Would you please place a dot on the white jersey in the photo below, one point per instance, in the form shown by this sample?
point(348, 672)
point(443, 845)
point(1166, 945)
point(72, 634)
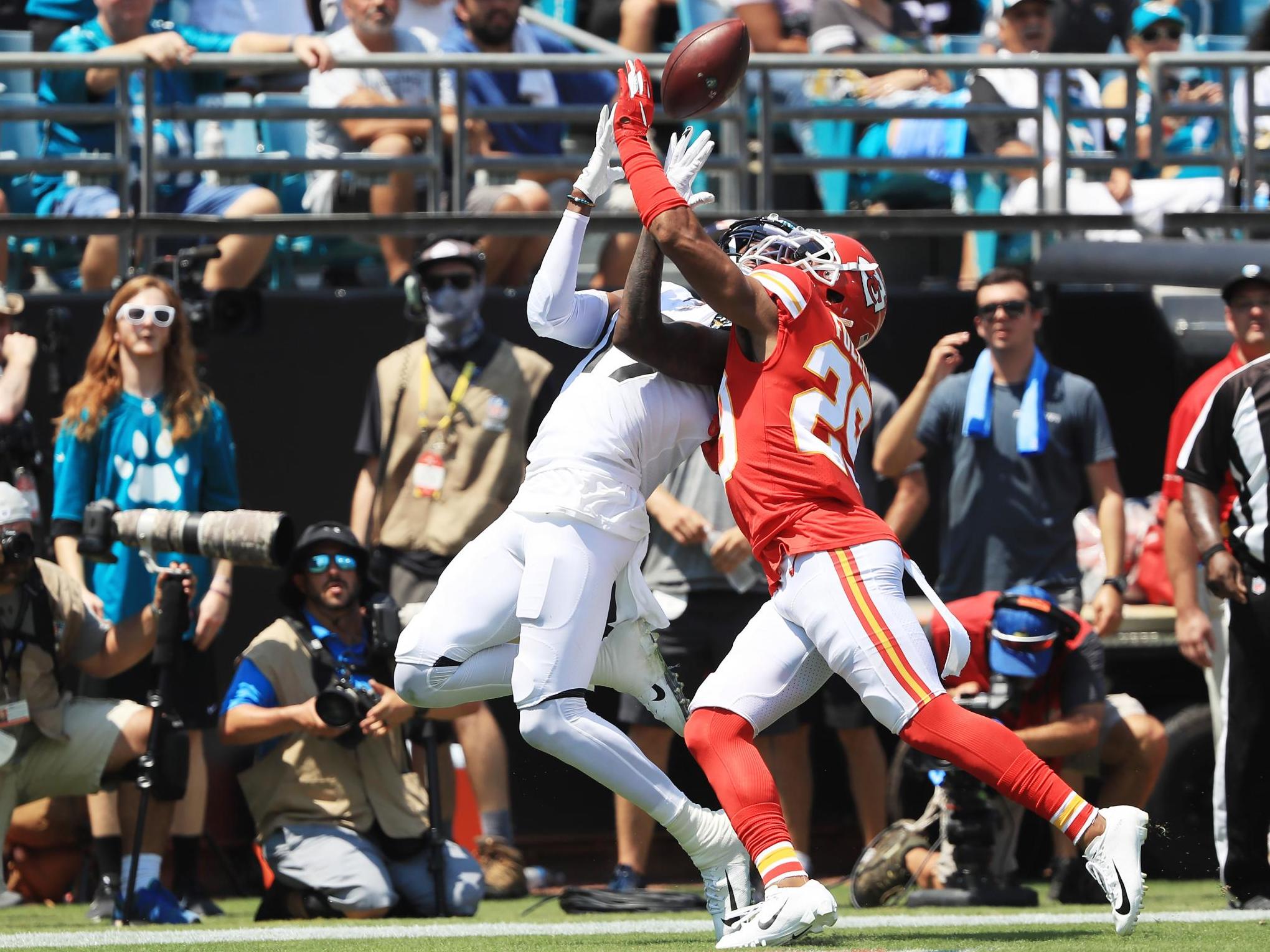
━━━━
| ACTION ITEM |
Output every record above exactly as written, but skip the pictures.

| TASK OUTPUT |
Would you please place a dot on the white jersey in the photo below, one point per instance, in the form shown by this sample?
point(348, 672)
point(443, 845)
point(1166, 945)
point(72, 634)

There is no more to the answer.